Exercise brief: Copy out only those lines running from the line with "Could you please point out the man's shoulder" to the end of the listing, keeping each one exactly as it is.

────────────────

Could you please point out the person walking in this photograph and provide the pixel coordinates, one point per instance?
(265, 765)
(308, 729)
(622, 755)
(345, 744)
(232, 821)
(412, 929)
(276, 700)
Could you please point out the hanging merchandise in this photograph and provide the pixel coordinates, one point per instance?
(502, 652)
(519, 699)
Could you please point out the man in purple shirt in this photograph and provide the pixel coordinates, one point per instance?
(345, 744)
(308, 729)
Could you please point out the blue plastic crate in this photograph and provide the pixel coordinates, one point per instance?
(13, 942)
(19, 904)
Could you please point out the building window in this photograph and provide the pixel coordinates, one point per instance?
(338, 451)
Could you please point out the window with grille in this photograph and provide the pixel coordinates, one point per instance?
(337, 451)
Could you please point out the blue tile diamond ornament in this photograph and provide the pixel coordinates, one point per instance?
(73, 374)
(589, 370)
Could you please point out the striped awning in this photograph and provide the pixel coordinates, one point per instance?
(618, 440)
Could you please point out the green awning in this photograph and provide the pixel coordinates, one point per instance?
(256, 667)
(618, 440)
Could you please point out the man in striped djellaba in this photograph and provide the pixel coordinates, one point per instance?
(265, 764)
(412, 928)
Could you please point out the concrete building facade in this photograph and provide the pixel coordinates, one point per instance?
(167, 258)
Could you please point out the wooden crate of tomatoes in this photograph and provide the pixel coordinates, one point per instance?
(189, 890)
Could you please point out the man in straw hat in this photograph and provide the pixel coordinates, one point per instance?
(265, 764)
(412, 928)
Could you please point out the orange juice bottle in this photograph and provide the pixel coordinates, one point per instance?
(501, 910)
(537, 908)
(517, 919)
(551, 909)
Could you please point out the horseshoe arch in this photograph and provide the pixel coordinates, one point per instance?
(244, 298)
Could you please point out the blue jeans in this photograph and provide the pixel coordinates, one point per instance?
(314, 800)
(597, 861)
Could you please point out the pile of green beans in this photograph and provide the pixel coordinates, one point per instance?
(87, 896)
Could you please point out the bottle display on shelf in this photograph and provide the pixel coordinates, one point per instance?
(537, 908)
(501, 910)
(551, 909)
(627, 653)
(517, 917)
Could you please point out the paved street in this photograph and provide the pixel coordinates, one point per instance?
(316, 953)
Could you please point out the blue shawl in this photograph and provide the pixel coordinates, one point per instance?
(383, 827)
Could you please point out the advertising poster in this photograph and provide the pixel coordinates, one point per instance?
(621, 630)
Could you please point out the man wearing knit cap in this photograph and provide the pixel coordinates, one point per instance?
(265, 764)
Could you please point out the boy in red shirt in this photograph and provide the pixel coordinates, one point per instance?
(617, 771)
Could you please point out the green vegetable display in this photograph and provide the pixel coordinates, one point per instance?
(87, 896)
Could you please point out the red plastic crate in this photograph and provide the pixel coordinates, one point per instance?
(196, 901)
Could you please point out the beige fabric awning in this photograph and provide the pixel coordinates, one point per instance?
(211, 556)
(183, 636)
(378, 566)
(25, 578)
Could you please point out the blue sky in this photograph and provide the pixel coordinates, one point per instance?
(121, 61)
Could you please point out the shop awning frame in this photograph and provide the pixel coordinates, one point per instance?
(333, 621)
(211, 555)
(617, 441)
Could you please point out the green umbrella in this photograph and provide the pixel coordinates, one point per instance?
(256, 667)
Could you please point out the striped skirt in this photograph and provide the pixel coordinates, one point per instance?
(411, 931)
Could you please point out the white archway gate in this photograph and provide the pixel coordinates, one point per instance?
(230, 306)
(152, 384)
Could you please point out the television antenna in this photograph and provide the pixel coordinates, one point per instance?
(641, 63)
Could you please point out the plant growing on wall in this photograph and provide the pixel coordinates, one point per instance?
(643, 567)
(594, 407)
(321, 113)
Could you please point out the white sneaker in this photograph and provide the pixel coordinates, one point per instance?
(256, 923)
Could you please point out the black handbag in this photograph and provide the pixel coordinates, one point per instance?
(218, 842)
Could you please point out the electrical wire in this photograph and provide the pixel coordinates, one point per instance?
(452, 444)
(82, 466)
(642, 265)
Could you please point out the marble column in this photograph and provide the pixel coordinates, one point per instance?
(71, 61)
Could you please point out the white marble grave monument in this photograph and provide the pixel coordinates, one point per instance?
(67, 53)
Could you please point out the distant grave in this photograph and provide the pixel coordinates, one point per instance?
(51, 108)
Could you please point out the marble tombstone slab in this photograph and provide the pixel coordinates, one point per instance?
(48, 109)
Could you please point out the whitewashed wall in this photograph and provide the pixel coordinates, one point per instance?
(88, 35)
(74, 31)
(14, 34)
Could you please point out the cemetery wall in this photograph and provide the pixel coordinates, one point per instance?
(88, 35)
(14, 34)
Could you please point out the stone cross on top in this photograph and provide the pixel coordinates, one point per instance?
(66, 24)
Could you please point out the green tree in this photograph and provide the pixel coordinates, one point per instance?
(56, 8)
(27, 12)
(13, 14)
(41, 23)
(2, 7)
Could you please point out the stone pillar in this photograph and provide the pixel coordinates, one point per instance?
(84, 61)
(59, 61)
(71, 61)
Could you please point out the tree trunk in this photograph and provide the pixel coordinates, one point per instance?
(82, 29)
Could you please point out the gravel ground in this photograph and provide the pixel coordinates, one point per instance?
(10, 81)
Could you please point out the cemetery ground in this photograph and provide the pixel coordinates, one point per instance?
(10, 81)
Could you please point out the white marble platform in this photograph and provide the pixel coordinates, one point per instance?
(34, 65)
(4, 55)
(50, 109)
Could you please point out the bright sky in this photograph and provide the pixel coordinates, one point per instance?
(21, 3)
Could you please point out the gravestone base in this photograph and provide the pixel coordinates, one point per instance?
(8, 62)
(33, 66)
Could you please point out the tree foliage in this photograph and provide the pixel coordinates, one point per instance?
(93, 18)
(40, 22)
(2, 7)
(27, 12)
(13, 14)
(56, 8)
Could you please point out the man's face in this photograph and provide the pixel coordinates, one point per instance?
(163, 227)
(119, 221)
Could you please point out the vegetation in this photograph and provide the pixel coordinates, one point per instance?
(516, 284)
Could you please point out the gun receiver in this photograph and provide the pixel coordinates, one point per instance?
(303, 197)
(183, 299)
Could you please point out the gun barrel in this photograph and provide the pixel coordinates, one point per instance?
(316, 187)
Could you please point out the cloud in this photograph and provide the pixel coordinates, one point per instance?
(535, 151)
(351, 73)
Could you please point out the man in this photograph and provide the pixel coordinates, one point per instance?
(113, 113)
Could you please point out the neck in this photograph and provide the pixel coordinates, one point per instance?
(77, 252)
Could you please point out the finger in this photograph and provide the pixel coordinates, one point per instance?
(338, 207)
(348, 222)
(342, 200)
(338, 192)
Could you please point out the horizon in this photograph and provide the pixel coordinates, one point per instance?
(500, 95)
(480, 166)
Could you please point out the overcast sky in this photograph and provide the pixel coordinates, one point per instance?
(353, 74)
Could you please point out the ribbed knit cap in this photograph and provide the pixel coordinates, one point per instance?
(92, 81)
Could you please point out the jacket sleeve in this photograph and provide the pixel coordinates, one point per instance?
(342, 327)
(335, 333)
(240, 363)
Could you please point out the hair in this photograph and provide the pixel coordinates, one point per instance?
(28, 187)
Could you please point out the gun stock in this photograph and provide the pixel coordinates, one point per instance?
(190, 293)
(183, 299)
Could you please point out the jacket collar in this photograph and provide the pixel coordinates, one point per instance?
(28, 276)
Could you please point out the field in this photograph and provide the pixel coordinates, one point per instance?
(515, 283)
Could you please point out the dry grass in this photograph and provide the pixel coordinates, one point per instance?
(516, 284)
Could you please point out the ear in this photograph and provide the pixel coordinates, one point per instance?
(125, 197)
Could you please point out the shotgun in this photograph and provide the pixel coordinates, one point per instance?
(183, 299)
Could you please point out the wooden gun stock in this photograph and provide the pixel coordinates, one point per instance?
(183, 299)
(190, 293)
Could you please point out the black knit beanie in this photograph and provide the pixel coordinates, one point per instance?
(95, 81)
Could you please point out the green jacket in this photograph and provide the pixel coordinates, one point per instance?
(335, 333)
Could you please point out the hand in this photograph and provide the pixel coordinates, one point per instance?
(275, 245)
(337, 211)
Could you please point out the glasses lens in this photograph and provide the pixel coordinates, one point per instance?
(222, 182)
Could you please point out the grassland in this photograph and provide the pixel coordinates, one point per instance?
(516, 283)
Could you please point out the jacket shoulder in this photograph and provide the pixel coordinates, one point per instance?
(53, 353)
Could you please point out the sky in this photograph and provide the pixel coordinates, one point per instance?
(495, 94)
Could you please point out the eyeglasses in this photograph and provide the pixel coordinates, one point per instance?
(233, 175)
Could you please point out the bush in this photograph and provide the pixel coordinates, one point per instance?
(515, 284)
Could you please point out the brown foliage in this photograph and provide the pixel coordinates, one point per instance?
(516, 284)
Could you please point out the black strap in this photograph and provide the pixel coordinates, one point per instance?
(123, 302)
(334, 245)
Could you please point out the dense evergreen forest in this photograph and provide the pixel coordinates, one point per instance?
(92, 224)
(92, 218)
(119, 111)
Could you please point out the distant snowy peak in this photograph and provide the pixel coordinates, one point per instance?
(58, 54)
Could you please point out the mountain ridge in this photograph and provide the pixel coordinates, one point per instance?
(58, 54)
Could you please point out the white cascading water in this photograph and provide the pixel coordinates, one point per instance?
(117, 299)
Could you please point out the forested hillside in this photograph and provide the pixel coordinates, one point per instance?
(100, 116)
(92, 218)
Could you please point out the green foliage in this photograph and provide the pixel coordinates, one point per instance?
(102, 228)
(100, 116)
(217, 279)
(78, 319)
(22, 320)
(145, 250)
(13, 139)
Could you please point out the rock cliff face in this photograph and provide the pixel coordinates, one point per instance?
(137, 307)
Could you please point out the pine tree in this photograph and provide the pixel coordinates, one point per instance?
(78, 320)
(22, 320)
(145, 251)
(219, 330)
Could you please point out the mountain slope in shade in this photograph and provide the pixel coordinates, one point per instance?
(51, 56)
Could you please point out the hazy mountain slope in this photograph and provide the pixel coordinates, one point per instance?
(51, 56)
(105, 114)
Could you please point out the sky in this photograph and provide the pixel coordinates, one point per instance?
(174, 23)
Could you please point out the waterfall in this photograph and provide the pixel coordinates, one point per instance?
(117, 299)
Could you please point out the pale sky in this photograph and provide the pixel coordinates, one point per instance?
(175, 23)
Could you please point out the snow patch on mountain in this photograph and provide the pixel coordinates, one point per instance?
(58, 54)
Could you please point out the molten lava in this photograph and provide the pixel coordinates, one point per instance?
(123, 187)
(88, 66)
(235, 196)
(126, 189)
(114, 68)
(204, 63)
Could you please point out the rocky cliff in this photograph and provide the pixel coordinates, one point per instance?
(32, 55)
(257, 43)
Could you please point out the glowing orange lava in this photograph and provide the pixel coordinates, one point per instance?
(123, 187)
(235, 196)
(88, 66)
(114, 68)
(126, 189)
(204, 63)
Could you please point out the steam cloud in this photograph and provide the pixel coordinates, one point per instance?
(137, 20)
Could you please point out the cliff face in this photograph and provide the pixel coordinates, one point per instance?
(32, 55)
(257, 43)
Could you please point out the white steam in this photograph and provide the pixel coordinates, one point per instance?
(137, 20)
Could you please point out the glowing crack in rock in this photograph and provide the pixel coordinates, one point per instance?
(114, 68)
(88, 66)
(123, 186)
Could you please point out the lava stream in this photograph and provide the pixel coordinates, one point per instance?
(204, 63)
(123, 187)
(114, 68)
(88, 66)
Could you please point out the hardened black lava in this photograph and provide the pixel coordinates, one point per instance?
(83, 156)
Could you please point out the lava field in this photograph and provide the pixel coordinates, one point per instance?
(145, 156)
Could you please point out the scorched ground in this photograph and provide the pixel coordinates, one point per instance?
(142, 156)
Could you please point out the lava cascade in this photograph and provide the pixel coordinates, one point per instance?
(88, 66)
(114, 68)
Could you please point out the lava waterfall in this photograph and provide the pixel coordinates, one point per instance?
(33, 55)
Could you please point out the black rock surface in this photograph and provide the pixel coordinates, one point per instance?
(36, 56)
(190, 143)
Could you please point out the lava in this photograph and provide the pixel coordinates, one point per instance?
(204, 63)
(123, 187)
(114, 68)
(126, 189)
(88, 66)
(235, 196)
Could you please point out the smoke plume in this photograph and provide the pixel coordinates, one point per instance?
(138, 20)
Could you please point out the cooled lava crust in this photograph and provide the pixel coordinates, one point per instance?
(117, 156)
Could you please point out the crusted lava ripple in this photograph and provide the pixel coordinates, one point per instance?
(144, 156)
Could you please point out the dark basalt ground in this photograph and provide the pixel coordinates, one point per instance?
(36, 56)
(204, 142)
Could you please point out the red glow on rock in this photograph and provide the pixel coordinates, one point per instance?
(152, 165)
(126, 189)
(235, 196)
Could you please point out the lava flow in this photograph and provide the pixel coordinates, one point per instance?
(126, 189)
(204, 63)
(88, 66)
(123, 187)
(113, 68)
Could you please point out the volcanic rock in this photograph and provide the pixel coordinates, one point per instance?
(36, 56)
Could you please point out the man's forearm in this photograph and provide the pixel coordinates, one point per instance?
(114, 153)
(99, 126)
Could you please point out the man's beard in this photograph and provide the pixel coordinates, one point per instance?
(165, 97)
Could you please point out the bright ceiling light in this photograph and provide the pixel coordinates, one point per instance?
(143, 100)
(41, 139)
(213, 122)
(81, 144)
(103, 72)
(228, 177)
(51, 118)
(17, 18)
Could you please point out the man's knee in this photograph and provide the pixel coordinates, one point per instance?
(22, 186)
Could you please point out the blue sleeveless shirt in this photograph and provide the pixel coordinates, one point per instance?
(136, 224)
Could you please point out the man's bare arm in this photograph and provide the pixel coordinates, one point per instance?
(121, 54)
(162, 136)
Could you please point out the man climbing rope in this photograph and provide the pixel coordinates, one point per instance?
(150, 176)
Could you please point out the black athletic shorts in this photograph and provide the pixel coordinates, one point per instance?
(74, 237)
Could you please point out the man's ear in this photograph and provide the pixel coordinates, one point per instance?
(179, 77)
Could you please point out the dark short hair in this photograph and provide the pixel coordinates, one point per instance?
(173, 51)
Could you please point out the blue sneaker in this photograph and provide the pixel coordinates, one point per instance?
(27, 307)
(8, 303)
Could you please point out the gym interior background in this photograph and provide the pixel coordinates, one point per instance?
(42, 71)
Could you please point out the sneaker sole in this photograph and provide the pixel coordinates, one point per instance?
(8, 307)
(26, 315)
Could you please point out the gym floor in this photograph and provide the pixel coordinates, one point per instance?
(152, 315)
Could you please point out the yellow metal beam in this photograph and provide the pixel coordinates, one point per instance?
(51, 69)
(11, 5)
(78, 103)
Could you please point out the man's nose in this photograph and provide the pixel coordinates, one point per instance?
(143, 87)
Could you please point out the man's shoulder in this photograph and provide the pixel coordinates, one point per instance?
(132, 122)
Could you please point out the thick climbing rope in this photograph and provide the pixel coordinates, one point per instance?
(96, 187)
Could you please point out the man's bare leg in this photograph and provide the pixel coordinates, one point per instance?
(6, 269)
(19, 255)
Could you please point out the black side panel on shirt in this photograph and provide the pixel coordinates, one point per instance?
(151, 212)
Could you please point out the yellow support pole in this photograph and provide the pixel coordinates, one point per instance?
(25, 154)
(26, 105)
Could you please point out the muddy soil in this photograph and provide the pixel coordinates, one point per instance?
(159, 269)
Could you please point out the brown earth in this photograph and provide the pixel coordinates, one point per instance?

────────────────

The completed task:
Could you please point out the man's shoulder in this photograph and provide the pixel coordinates, one point per instance?
(132, 122)
Could you please point out the thick climbing rope in this photograph and provide the pixel coordinates, one point per instance?
(96, 187)
Could you please point out the man's bare leg in this photograph and provide the pixel coordinates, one point per instance?
(6, 269)
(19, 255)
Could you please point out the black side panel on shirt in this photograph and provide the pixel coordinates, one point per instance?
(151, 212)
Could you please point out the yellow support pole in this photograph and provide the pixel coordinates, one point per instance?
(25, 154)
(26, 105)
Could you please point out the muddy soil in this photograph and provide the pixel coordinates, one point per instance?
(159, 269)
Could you please point out the brown earth in this photograph and provide the pixel coordinates, one point per instance?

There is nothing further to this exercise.